■ Provided passage
○ ○ ○ ○ ○ ○ ○

Co-benefits of deep retrofit with a 3°C rise in temperature:

As long as the retrofit is comprehensive (i.e. is “deep” enough) an increase in house temperature becomes affordable, whilst at the same time maintaining the majority of the fuel savings. Too shallow a retrofit would mean that comfort take increases house temperatures but eats up all the fuel savings or even increases fuel use!.

• In a deeper retrofit the house can now be heated, for example, to 20°C (the default CLR assumption) or even 22°C without the bills rising precipitously as would have happened in the original unimproved house. This co-benefit has significant value particularly for: people working from home; older people (and also those who care for or about them); families with very young children; or for occupants in poor health.

Co-benefits of deep retrofit irrespective of the degree of comfort take:

• Deeper retrofits offer robust long-term protection against fuel poverty whilst allowing a good degree of flexibility for different lifestyles or changes in health.
• Minimum indoor temperatures during financial problems, fuel shortages or blackouts won’t fall as low in a deeper retrofit

Other co-benefits:

To occupants

• Future energy price rises have reduced impact (the more they rise, the more you save)
• House is cleaner and more pleasant, less housework!

To owners

• Value of house could be increased (although whether this is actually realised on sale is sensitive to market conditions)

○ ○ ○ ○ ○ ○ ○

■ Stated exercise
According to the passage on deep retrofit co-benefits, what indoor temperature is the default CLR assumption? The data is not required for any of the work here.

○ ○ ○ ○ ○ ○ ○

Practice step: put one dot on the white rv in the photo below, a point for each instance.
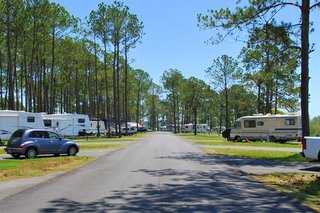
(67, 124)
(95, 124)
(190, 128)
(10, 121)
(267, 128)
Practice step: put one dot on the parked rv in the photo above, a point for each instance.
(11, 120)
(190, 128)
(67, 124)
(95, 124)
(311, 148)
(267, 128)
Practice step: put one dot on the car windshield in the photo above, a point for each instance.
(16, 136)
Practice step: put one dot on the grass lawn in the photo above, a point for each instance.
(302, 187)
(255, 144)
(258, 154)
(25, 168)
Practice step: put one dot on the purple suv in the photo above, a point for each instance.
(33, 142)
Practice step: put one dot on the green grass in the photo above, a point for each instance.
(258, 154)
(25, 168)
(302, 187)
(255, 144)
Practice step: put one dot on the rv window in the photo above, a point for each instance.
(35, 134)
(250, 124)
(290, 122)
(238, 125)
(81, 120)
(260, 123)
(53, 135)
(30, 119)
(47, 123)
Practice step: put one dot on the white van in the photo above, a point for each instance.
(267, 128)
(11, 120)
(67, 124)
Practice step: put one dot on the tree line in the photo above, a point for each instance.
(50, 61)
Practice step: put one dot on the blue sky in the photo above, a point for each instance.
(173, 40)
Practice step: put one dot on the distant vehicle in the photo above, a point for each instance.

○ ○ ○ ○ ○ ○ ○

■ Reply
20°C.